**BRIEF:**
Send back the entries exactly as they were given.

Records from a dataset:
- - -

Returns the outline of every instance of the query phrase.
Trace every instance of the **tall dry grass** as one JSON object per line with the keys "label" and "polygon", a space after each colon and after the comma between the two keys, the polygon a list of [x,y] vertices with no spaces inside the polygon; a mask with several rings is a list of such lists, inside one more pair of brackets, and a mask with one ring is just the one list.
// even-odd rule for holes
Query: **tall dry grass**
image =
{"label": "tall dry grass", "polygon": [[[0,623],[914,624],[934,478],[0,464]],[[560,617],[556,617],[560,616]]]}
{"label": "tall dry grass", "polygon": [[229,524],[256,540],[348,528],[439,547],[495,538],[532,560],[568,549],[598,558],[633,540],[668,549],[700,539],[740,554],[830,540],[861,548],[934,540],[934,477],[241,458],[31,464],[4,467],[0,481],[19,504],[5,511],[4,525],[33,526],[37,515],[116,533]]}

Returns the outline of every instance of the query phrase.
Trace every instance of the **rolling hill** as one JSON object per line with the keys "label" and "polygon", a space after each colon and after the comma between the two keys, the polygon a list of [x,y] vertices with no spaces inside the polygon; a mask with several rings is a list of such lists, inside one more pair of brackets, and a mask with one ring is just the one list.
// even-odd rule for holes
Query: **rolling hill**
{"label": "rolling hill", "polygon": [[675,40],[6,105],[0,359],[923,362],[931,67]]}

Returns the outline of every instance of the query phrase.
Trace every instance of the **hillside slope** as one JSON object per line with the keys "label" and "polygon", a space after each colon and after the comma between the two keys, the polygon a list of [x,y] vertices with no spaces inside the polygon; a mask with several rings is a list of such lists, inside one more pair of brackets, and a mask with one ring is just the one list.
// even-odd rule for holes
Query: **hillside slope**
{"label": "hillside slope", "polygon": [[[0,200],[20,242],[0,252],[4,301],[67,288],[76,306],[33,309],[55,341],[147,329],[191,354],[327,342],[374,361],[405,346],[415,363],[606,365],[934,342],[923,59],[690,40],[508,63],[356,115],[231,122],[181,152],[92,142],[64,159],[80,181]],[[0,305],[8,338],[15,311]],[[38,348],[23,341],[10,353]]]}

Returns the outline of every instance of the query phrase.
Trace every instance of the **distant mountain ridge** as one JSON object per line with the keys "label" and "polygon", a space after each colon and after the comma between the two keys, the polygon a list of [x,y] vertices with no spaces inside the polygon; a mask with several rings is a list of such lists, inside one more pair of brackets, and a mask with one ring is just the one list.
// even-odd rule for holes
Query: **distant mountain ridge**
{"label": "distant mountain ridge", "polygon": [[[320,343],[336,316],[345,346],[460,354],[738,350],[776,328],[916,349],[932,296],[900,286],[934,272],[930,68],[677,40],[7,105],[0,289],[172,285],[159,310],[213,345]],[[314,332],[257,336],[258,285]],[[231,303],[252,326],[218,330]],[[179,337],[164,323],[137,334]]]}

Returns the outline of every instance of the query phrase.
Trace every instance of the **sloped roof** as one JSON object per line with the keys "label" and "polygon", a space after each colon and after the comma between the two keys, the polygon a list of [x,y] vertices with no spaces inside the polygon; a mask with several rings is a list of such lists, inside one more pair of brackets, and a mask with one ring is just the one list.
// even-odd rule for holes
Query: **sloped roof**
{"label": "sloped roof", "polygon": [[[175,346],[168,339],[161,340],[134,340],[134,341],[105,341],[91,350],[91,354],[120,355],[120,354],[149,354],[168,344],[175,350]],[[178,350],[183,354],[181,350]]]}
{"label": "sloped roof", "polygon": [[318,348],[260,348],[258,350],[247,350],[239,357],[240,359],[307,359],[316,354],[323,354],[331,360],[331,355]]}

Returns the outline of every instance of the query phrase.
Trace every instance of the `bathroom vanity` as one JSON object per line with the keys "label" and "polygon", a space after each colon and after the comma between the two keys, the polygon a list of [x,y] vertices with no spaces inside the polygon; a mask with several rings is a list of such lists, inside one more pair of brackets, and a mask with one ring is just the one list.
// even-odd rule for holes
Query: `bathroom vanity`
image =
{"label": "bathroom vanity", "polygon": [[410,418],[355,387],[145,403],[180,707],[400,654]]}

- - -

**TASK SOLUTION:**
Returns the outline of every instance of the query phrase.
Trace every instance of the **tall dry grass** as one JSON object per line with the keys "label" and "polygon", a space after each colon and after the comma between the two keys, the polygon a list of [x,y] vertices with no spaces inside the polygon; a mask with several rings is a list of such lists, inside one more pair of brackets, and a mask with one ring is just the one list.
// even-odd rule for holes
Query: **tall dry grass**
image =
{"label": "tall dry grass", "polygon": [[[0,623],[914,624],[934,478],[0,464]],[[560,617],[556,617],[560,616]]]}
{"label": "tall dry grass", "polygon": [[229,524],[256,540],[348,528],[439,547],[495,538],[532,560],[568,549],[598,558],[633,540],[668,549],[700,539],[740,554],[830,540],[861,548],[934,540],[934,477],[241,458],[31,464],[4,467],[0,481],[19,504],[5,511],[4,525],[33,526],[37,515],[116,533]]}

Returns the outline of every instance of the query phrase.
Trace every instance of the **rolling hill** as one JSON object per line with the keys "label" and "polygon", a space after each colon and after the comma between the two keys, the polygon a list of [x,y] vertices with no spaces inside the polygon; a mask with several rings is a list of such lists, inside one more pair of brackets, and a mask with one ring is just the one list.
// even-odd rule for holes
Query: **rolling hill**
{"label": "rolling hill", "polygon": [[675,40],[6,105],[0,359],[923,362],[931,67]]}

Returns the outline of every instance of the query phrase.
Trace every instance of the **hillside slope** as one JSON object per line with the keys "label" and "polygon", a space after each colon and after the comma between the two keys, the polygon a list of [x,y] vertices with no spaces inside the polygon; a mask with several rings is a list of such lists, inside one more pair of brackets, and a mask with one ring is just the one list.
// even-odd rule for holes
Query: **hillside slope**
{"label": "hillside slope", "polygon": [[[0,200],[20,242],[0,252],[4,301],[67,288],[76,306],[33,309],[55,341],[147,329],[191,354],[327,342],[374,361],[405,346],[415,363],[606,365],[934,342],[923,59],[690,40],[508,63],[356,115],[231,122],[181,152],[92,142],[64,159],[80,181]],[[0,305],[8,338],[15,311]],[[38,348],[23,341],[10,353]]]}

Returns the outline of every instance of the query phrase.
Trace every instance of the **distant mountain ridge** as one JSON object per line with the keys "label" and "polygon", a space after each colon and after the comma between the two keys, the polygon a list of [x,y] vertices with no spaces inside the polygon; a mask with several rings is a list of such lists, inside one more pair of brackets, and a mask with one ring is just the one list.
// even-odd rule for holes
Query: **distant mountain ridge**
{"label": "distant mountain ridge", "polygon": [[[320,343],[336,316],[345,346],[460,354],[738,350],[776,328],[916,349],[932,296],[900,286],[934,272],[930,68],[677,40],[7,105],[0,289],[172,285],[159,310],[213,345]],[[314,332],[257,336],[258,285]],[[231,303],[252,326],[218,330]],[[179,337],[164,323],[137,334]]]}

Returns the outline of every instance of the query phrase.
Trace every instance of the **sloped roof** as one JSON object per line with the keys "label" and "polygon", a space after each colon and after the comma between the two keys, the polygon a list of [x,y] vertices with no spaces inside the polygon; a mask with several rings is a list of such lists, inside one more pair of brackets, and a mask with one ring is just the one list.
// even-odd rule for holes
Query: **sloped roof**
{"label": "sloped roof", "polygon": [[[175,346],[168,339],[161,340],[134,340],[134,341],[105,341],[91,350],[91,354],[120,355],[120,354],[149,354],[168,344],[175,350]],[[178,350],[183,354],[181,350]]]}
{"label": "sloped roof", "polygon": [[318,348],[260,348],[258,350],[247,350],[239,357],[240,359],[307,359],[316,354],[323,354],[331,360],[331,355]]}

Returns the outline of every instance of the query phrase.
Trace every instance of the `bathroom vanity` as one JSON object per line with the keys "label" and "polygon", a space after each colon and after the comma between the two keys, the polygon a list of [x,y] vertices with no spaces inside the polygon; a mask with several rings is a list of such lists, inside one more pair of brackets, and a mask with one ring is just the one list.
// even-odd rule for holes
Query: `bathroom vanity`
image =
{"label": "bathroom vanity", "polygon": [[410,418],[355,387],[145,403],[180,707],[400,654]]}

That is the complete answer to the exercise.